• Task requirements: Write out all of the entries below, keeping every line identical to its original.

— START Entries —

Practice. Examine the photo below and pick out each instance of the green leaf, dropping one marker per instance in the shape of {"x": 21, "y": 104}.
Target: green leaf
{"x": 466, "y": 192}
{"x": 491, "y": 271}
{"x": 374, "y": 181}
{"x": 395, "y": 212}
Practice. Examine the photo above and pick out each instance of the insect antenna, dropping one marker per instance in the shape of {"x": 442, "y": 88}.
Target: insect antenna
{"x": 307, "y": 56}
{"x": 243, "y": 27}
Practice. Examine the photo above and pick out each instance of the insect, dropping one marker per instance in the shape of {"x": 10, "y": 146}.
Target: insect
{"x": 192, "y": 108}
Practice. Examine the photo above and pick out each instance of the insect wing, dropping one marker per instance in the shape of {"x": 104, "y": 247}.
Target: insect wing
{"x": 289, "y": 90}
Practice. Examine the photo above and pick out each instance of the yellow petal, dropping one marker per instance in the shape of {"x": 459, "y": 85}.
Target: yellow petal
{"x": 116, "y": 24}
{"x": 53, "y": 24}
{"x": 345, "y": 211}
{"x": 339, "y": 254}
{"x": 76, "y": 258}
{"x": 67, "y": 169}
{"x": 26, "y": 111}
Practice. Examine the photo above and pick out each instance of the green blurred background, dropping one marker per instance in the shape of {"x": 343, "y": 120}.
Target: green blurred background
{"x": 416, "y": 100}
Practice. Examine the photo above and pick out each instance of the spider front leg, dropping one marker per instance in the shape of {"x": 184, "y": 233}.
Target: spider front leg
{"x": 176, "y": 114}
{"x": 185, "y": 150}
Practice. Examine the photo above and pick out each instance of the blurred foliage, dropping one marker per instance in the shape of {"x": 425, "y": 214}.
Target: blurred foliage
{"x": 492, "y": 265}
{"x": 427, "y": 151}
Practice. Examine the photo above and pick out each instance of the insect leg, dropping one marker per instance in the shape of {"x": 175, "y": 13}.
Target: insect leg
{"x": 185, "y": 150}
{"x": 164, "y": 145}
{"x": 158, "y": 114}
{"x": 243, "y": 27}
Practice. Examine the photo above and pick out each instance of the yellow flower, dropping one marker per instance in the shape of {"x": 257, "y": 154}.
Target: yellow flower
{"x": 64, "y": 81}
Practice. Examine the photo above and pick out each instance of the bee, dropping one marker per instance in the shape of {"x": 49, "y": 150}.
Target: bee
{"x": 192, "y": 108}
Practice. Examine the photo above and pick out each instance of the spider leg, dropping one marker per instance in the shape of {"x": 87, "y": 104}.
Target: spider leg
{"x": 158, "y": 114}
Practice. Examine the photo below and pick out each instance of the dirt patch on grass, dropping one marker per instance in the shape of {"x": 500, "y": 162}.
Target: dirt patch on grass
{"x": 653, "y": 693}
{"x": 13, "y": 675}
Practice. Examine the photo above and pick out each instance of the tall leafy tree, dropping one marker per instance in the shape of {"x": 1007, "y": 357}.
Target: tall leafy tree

— END Entries —

• Problem solution:
Practice. Examine the photo below and pick out each instance of the green leaf, dropping one marker per instance in the shape of {"x": 21, "y": 104}.
Target: green leaf
{"x": 466, "y": 192}
{"x": 491, "y": 271}
{"x": 374, "y": 181}
{"x": 395, "y": 212}
Practice. Examine the photo above and pick out each instance of the insect antenna, dropping one marker per instance in the shape of {"x": 442, "y": 88}.
Target: insect antenna
{"x": 307, "y": 56}
{"x": 243, "y": 27}
Practice. Examine the photo above and pick out each instance of the insect, dropping one marker per instance in the shape of {"x": 10, "y": 146}.
Target: insect
{"x": 192, "y": 108}
Practice. Examine the photo above and pick out each instance of the insect wing, dropping one marker per instance in the shape of {"x": 104, "y": 247}.
Target: insect wing
{"x": 289, "y": 90}
Practice. Examine the photo above and pick out each instance of the yellow petal, dropping one marker per instance in the shape of {"x": 459, "y": 85}.
Target: yellow petal
{"x": 116, "y": 24}
{"x": 53, "y": 24}
{"x": 345, "y": 211}
{"x": 339, "y": 254}
{"x": 76, "y": 258}
{"x": 67, "y": 169}
{"x": 26, "y": 111}
Practice. Examine the photo above and pick out each instance of the green blurred background, dropping one marker per instance in the shape of {"x": 343, "y": 120}.
Target: green blurred background
{"x": 416, "y": 100}
Practice. Examine the photo above and pick out each instance of the spider front leg, dropping one marker per instance in the shape of {"x": 184, "y": 233}.
Target: spider front leg
{"x": 176, "y": 114}
{"x": 185, "y": 150}
Practice. Examine the photo above and pick out each instance of the blurred foliage, dropping one marker per instance in the shape of {"x": 425, "y": 214}.
Target: blurred foliage
{"x": 492, "y": 265}
{"x": 427, "y": 151}
Practice. Examine the photo above and pick out each instance of the insect leg, dropping one marker per instance in the shape of {"x": 175, "y": 13}.
Target: insect leg
{"x": 185, "y": 150}
{"x": 164, "y": 145}
{"x": 158, "y": 114}
{"x": 243, "y": 27}
Practice. Examine the photo above and pick out each instance of the yellow flower, dropping one marker per instance in the shape of {"x": 257, "y": 154}.
Target: yellow flower
{"x": 64, "y": 81}
Practice. Examine the photo above and pick out each instance of the bee, dropping one marker per instance in the shape of {"x": 49, "y": 150}.
Target: bee
{"x": 192, "y": 108}
Practice. Examine the photo above and pick out each instance of the spider leg, dropping one marker per instance in the shape of {"x": 87, "y": 104}.
Target: spider leg
{"x": 158, "y": 114}
Practice. Examine the photo below and pick out each instance of the dirt patch on grass, dropping one marker per instance in the shape of {"x": 500, "y": 162}.
Target: dirt patch on grass
{"x": 653, "y": 693}
{"x": 13, "y": 675}
Practice. Examine the photo above and pick out each instance of the tall leafy tree, dropping one marker per instance in the shape of {"x": 1007, "y": 357}.
Target: tall leafy tree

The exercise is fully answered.